#### [Directions for this task]
Write out every record below exactly as given. Leave the pictures out.

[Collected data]
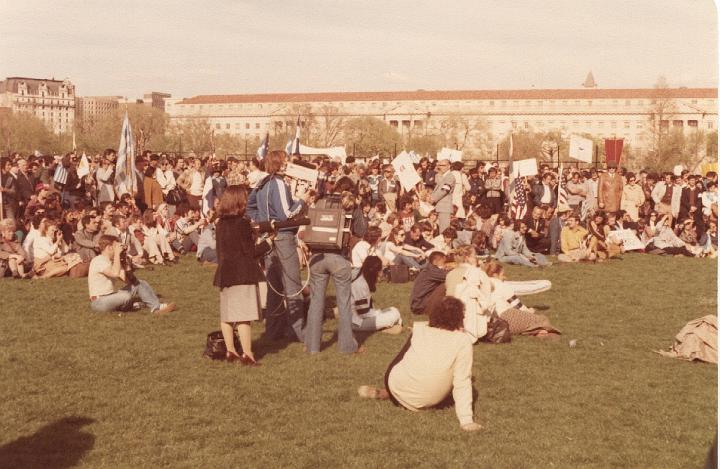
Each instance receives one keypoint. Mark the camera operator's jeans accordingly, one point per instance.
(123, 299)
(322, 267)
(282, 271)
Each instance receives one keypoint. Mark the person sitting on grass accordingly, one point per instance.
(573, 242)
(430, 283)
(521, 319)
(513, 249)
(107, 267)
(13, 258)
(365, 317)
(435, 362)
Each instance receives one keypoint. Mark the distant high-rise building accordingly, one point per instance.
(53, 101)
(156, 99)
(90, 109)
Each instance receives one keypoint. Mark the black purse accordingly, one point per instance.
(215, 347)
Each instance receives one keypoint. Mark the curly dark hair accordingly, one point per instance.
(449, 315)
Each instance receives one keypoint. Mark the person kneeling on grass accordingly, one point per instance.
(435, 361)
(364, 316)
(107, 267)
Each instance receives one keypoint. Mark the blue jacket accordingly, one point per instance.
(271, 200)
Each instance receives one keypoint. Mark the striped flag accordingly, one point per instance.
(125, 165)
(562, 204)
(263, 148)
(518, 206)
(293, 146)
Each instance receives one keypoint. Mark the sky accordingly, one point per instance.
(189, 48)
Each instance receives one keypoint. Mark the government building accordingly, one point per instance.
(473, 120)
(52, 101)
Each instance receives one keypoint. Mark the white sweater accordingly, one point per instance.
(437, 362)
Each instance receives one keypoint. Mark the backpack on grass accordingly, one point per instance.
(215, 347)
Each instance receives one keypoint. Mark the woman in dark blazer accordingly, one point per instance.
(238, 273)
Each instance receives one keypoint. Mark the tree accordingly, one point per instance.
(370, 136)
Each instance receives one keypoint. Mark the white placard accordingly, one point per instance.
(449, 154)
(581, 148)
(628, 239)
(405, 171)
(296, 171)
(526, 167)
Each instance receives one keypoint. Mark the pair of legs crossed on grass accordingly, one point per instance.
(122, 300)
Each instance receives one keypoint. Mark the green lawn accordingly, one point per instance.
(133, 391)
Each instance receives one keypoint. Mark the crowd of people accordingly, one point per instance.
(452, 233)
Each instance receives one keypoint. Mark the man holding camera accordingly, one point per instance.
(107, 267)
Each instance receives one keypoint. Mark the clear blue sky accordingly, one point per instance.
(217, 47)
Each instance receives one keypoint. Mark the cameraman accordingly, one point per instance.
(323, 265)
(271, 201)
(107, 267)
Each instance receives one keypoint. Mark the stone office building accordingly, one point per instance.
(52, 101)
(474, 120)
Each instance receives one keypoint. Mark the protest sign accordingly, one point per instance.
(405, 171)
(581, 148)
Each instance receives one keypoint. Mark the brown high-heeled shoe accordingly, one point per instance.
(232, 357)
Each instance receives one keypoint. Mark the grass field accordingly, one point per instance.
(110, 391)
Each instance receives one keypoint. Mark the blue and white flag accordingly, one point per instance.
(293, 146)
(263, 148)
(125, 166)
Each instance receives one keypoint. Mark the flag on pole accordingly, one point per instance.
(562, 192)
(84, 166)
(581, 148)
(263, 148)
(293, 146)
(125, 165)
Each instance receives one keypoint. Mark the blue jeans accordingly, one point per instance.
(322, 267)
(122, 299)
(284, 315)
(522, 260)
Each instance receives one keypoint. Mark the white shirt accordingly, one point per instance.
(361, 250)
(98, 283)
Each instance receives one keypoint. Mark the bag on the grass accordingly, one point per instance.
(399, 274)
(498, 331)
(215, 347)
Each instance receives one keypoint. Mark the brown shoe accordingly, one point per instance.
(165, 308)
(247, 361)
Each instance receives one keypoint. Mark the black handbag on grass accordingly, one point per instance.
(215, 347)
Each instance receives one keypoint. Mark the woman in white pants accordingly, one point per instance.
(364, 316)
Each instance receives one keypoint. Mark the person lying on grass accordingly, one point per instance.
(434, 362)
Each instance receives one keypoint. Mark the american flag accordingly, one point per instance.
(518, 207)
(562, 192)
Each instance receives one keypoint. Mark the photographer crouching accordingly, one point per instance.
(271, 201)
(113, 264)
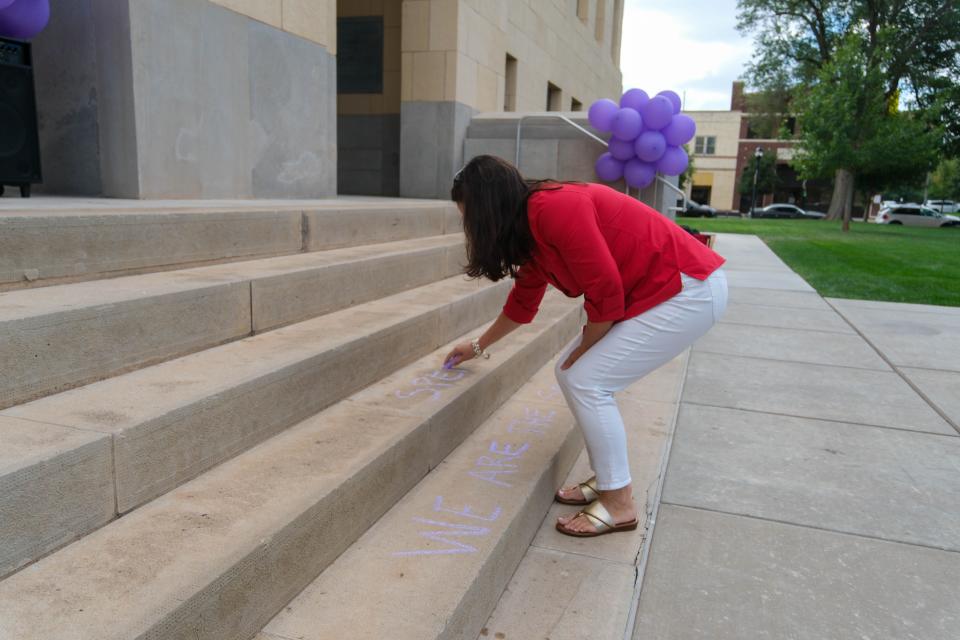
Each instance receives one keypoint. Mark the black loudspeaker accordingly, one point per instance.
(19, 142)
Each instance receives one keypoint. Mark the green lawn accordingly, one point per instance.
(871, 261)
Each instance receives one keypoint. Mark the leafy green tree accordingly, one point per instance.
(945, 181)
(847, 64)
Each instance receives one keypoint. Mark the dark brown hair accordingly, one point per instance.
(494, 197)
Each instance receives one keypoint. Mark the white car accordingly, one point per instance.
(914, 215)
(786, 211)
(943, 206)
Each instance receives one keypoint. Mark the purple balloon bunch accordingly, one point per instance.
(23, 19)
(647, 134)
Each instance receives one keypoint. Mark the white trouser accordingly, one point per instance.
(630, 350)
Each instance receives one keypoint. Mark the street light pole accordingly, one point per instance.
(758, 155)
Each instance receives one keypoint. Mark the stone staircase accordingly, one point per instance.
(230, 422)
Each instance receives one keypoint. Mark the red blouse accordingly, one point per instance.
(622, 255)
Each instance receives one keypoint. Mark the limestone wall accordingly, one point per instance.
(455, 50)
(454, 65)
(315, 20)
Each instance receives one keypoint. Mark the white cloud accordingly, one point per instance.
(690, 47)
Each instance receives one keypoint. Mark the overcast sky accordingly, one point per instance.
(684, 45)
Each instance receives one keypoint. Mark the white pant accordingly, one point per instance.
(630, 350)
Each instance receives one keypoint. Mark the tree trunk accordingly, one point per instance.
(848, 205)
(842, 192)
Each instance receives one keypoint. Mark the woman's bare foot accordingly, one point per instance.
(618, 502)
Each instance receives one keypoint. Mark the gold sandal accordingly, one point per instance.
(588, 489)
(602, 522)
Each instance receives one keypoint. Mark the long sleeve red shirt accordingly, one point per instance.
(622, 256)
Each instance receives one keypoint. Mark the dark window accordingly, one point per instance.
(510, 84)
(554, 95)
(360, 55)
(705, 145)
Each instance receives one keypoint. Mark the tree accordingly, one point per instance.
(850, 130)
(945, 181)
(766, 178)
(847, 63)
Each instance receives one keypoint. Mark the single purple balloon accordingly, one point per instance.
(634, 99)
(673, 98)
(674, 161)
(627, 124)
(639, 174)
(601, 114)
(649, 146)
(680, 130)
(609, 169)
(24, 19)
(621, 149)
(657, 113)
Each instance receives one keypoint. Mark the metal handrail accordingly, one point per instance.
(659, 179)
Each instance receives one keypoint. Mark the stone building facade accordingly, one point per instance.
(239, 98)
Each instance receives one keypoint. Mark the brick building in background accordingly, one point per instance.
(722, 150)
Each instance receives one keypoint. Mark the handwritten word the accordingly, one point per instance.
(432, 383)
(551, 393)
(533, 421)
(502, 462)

#### [Answer to the problem]
Each instance receives one keypoint. Mark the camera operator's jeans accordingly, one point per instance.
(123, 299)
(322, 267)
(282, 271)
Each instance receives one keypoint. Mark the person sitting on grass accordingly, one point per instance.
(573, 242)
(430, 283)
(521, 319)
(513, 249)
(107, 267)
(13, 258)
(365, 317)
(435, 362)
Each instance receives one keypoint. Mark the distant high-rise building accordingly, one point per instance.
(53, 101)
(156, 99)
(90, 109)
Each instance receives one keypoint. Mark the black purse accordingly, one point per instance.
(215, 347)
Each instance receives one keypoint. Mark the curly dark hair accordingly, one point per instance.
(449, 315)
Each instance receives one keypoint. Mark the person kneeling on grass accordingly, one point per instance.
(435, 361)
(364, 316)
(107, 267)
Each instance receives one keypoint. Mark the blue jacket accordingly, one point per instance.
(271, 200)
Each instance receives one keypoint. Mark the striped flag accordingly, one point per instance.
(125, 165)
(562, 204)
(263, 148)
(518, 206)
(293, 146)
Each instance receives one keypoint. Mark the sky accordingly, one point per instance.
(189, 48)
Each instance receives one keypoint. Mark the government building accordingly, one point per instance.
(473, 120)
(52, 101)
Each instance receives one keypoint. Mark the white sweater accordingly, one point per instance.
(437, 362)
Each instance receives one keypoint. Mark the backpack on grass accordingly, one point per instance.
(215, 347)
Each instance receives one keypoint. Mark the woman in dark blazer accordingly, one point per instance.
(238, 273)
Each instance receives one keypoint. Mark the tree accordingly, one point per instance.
(370, 136)
Each instance receives one keypoint. Mark the white placard accordingly, one point per instance.
(449, 154)
(581, 148)
(628, 239)
(405, 171)
(296, 171)
(526, 167)
Each instance receives one keypoint. Mark the pair of legs crossed on grass accordingly, one point per instance.
(122, 300)
Each instance receives one keypoint. Mark the green lawn accordingly, one point per instance.
(133, 391)
Each instance receives one keypoint. Mark the crowd of people accordingly, one point per instance.
(452, 233)
Each instance receives one keypoint. Mark the man holding camera accordingly, one point per instance.
(107, 267)
Each instance receives one keypoint. Mark the clear blue sky accordingly, one point per instance.
(217, 47)
Each instance receives one keypoint. Mark the cameraman accordingly, one point per instance.
(323, 265)
(271, 201)
(107, 267)
Each instance receives one keypoint. Mark the stone office building accordingly, one point per instance.
(52, 101)
(474, 120)
Each instance receives one keypoint. Mark the protest sign accordingly, one point per instance.
(405, 171)
(581, 148)
Each instance receives one keypoint. Mark the brown high-heeled shoe accordingly, one point per instance.
(232, 357)
Each instance receives one keypoint. Mark the grass field accordingly, one point per instance.
(110, 391)
Each instance receives one keypoint. Mark the blue and white flag accordingly, one point per instance.
(293, 146)
(263, 148)
(125, 166)
Each instance receives one keypoint. Mark the flag on pole accordingly, one point per instance.
(562, 192)
(84, 166)
(581, 148)
(263, 148)
(293, 146)
(125, 165)
Each instance receives one keypoint. Mark the blue jeans accordingly, one point per instance.
(322, 267)
(122, 299)
(284, 315)
(522, 260)
Each instance receives one keypoint. Mark the white shirt accordingly, one point per instance.
(361, 250)
(98, 283)
Each instance receives one keypoint. Mark the bag on the grass accordingly, one point per instance.
(399, 274)
(498, 331)
(215, 347)
Each instance receives one keypoint. Mark the brown shoe accordingly, one point per instance.
(165, 308)
(247, 361)
Each instance receives one keypoint. Mark the black handbag on grass accordingly, one point per instance.
(215, 347)
Each instance receives one keypoint. Mark the woman in white pants accordingly, one point per instance.
(364, 316)
Each instance receives one keypoint. Mark the person lying on grass accordingly, one point per instance.
(434, 362)
Each instance receives one keypoint. Mark the american flag accordingly, one point per instance.
(518, 207)
(562, 192)
Each instance receives one keypoint. Mark the photographer crouching accordingly, one point per instance.
(271, 201)
(113, 264)
Each instance receives one keypoint. Mark the black loudspeaker accordingly, one point per instance.
(19, 142)
Each instance receives one keypoint. Mark the green lawn accordingly, one point per instance.
(871, 261)
Each instance receives one keypoint. Mark the leafy green tree accordingly, one point per instance.
(945, 181)
(847, 64)
Each instance receives one keypoint. Mark the dark brown hair accordingly, one point per instance.
(494, 197)
Each instance receives one keypoint. Mark the white car accordingly, one point per instance.
(914, 215)
(786, 211)
(943, 206)
Each instance receives one keypoint. Mark the purple balloon bunch accordingly, one point per instance.
(23, 19)
(647, 134)
Each instance receives one keypoint. Mark the white trouser accordingly, one point per instance.
(630, 350)
Each instance receives one keypoint. Mark the street light pole accordingly, one point per instance.
(758, 155)
Each instance receives one keypoint. Mark the stone staircase accordingly, one point per instance.
(230, 422)
Each instance receives one keypoint. Mark the red blouse accordingly, one point per instance.
(622, 255)
Each instance receives one keypoint. Mark the limestone wall accordingly, one point per instance.
(455, 50)
(454, 65)
(315, 20)
Each instance receives one keypoint. Mark the white cloud accordingly, one point per instance.
(690, 47)
Each instance receives one keypoint. Mark the overcast sky accordingly, one point per instance.
(684, 45)
Each instance receives one keypoint. Mark the white pant accordingly, one point per instance.
(630, 350)
Each instance receives one keypoint. Mark the tree trunk accordingly, one point per instance.
(848, 205)
(842, 192)
Each instance receives one keypoint. Mark the woman's bare foot accordingly, one point per instance.
(618, 502)
Each instance receives one keypoint. Mark the gold sandal accordingly, one point per instance.
(588, 489)
(602, 522)
Each instance receives one keypoint. Mark the long sleeve red shirt accordingly, one point per instance.
(622, 256)
Each instance receives one keypoint. Mark the dark window accordingly, one point per instance.
(510, 84)
(554, 95)
(360, 55)
(705, 145)
Each instance receives one keypoint. Mark the tree accordingly, one point per instance.
(850, 130)
(945, 181)
(766, 178)
(847, 63)
Each instance receives one keypoint. Mark the single purple balloon accordingly, one point per instance.
(634, 99)
(673, 98)
(674, 161)
(627, 124)
(639, 174)
(601, 114)
(649, 146)
(680, 130)
(609, 169)
(24, 19)
(621, 149)
(657, 113)
Each instance receives one keypoint. Mark the metal handrail accordingly, one point per instance.
(659, 179)
Each instance receives one keypoint. Mark the stone building facade accordingly, one point per instance.
(239, 98)
Each instance receives one keypoint. Mark the brick building in background accordingly, one point per instance.
(722, 150)
Each instance receives one keypoint. Mark the handwritten word the accordingly, one point per instance.
(432, 383)
(551, 393)
(533, 421)
(502, 462)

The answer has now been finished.